Times Quick Cryptic 2007 by Teazel

Middling time, good fun. What excellent anagrams at 23ac and 2dn!

I did not get 1ac straightaway, which would have helped enormously in this grid, but the answer bubbled up a few moments later. Other than that, I was held up by one at the end (an increasingly common problem I’m having): 13ac. I had thought that ‘strewn’ was the anagram indicator, and took a minute to change my mind.

Definitions underlined.

1 Never-ending struggle on athletics track? (7,6)
RUNNING BATTLE – definition with a cryptic hint.
8 Irritability about book, a compendium (5)
BIBLE – BILE (irritability) containing (about) B (book).
9 A month in charge of preventing infection (7)
ASEPTIC – A, SEPT (month), and IC (in charge).
10 Pen: handled the end (4-3)
FELT-TIP – FELT (handled) and TIP (the end).
11 Make secure, with roles reversed (5)
STRAP – PARTS (roles) reversed.
13 Strewn nuts deter cats (9)
SCATTERED – anagram of (nuts) DETER CATS.
17 Women’s quarters are toured by His Majesty (5)
HAREM – ARE contained by (toured by) HM (His Majesty).
19 Agency worker has lots of time for painting technique (7)
TEMPERA – TEMP (agency worker) and ERA (a long time, lots of time).
20 Darling at university given a flower (7)
PETUNIA – PET (darling), UNI (university), and A.
22 Pharaoh has gold for teacher (5)
TUTOR – TUT (Pharaoh) and OR (gold, from heraldry).
23 Orchestra pits remodelled to be very high (13)
STRATOSPHERIC – anagram of (remodelled) ORCHESTRA PITS.

1 Polish once more give a snub (6)
REBUFF – RE-BUFF (polish once more).
2 Fine sprayer distributing blue rinse (9)
NEBULISER – anagram of (distributing) BLUE RINSE.
3 Shockingly, I retain passivity (7)
INERTIA – anagram of (shockingly) I RETAIN.
4 As desperate last resort, try to grab things to put into drink (5,2,6)
GRASP AT STRAWS – GRASP AT (to grab) and STRAWS (things to put in drink).
5 Criminally assists as wager is accepted (5)
ABETS – AS containing (…is accepted) BET (wager).
6 A little drink for child (3)

- **DATASET RECORDS**:
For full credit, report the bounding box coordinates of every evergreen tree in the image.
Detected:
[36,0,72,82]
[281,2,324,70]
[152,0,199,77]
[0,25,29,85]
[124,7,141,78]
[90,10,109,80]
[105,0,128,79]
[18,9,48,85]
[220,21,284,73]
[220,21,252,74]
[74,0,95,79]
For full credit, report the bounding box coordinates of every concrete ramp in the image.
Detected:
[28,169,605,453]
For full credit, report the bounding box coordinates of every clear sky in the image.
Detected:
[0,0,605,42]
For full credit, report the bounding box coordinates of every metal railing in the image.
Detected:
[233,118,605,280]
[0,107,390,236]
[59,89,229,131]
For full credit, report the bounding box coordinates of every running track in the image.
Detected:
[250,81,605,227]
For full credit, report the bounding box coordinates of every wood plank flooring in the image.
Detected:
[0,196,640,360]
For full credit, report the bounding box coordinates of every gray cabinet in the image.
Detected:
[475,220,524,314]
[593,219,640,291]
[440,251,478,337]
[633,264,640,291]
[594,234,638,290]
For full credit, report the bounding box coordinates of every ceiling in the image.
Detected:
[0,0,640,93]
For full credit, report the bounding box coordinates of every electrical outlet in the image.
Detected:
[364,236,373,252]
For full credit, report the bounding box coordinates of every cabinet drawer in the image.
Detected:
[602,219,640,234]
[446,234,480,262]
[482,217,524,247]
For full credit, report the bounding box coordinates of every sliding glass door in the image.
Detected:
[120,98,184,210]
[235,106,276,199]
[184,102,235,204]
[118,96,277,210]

==

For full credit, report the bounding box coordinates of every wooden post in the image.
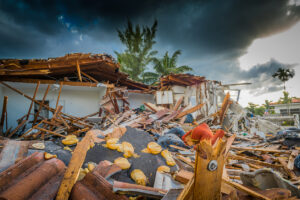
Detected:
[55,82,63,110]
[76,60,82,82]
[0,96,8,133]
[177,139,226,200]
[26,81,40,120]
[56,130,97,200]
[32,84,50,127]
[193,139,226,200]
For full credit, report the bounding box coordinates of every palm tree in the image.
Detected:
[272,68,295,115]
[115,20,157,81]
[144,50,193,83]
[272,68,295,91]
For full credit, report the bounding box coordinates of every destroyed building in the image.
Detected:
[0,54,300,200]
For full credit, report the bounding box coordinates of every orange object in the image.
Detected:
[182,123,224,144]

==

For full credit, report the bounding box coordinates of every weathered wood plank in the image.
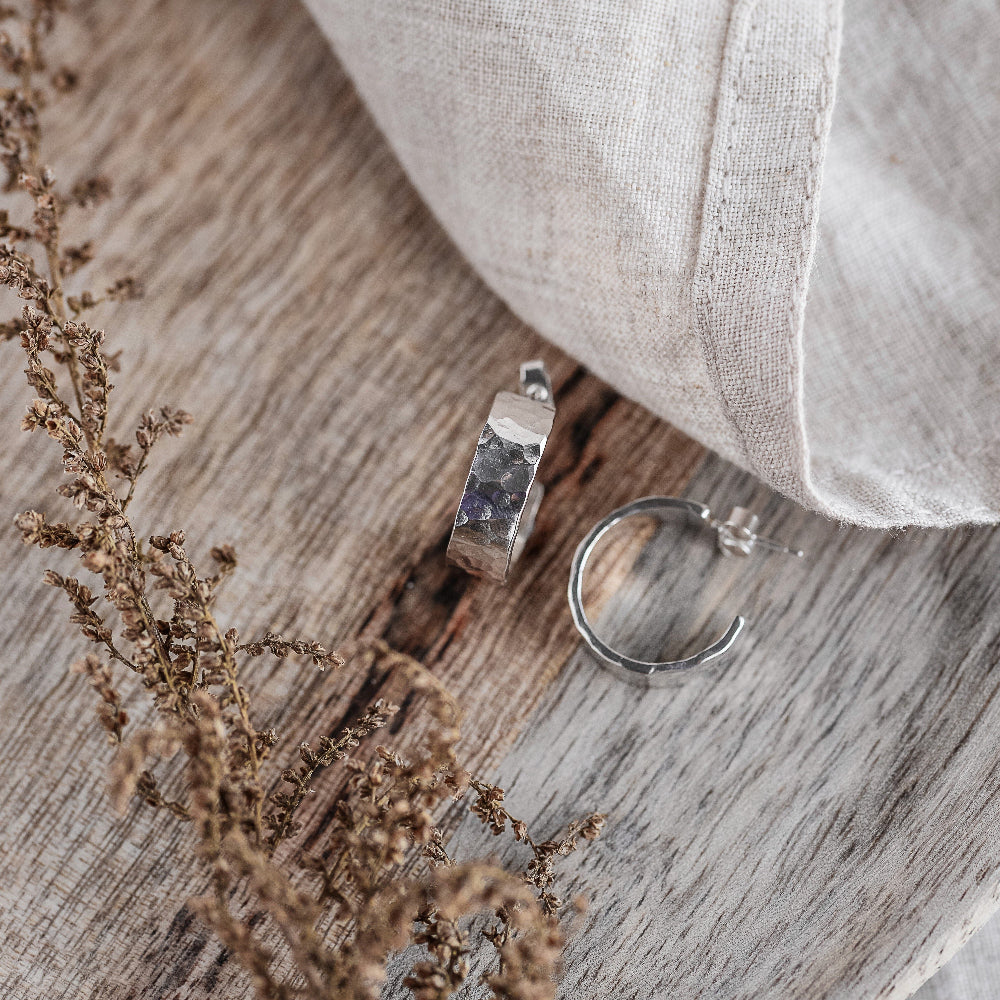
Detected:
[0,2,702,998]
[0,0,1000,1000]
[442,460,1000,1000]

- **TASK LIST**:
1. Answer these questions about the crossword write-up, each in a few words:
(a) Which clue held the writer up at the end?
(b) In the entry for 22 across, where does OR meaning gold come from?
(c) Which word is the anagram indicator in 2 down?
2. Repeat the crossword write-up between "1 Polish once" and "into drink (5,2,6)", inclusive.

- **ANSWERS TO THIS EXERCISE**:
1.
(a) 13ac
(b) Heraldry
(c) Distributing

2.
1 Polish once more give a snub (6)
REBUFF – RE-BUFF (polish once more).
2 Fine sprayer distributing blue rinse (9)
NEBULISER – anagram of (distributing) BLUE RINSE.
3 Shockingly, I retain passivity (7)
INERTIA – anagram of (shockingly) I RETAIN.
4 As desperate last resort, try to grab things to put into drink (5,2,6)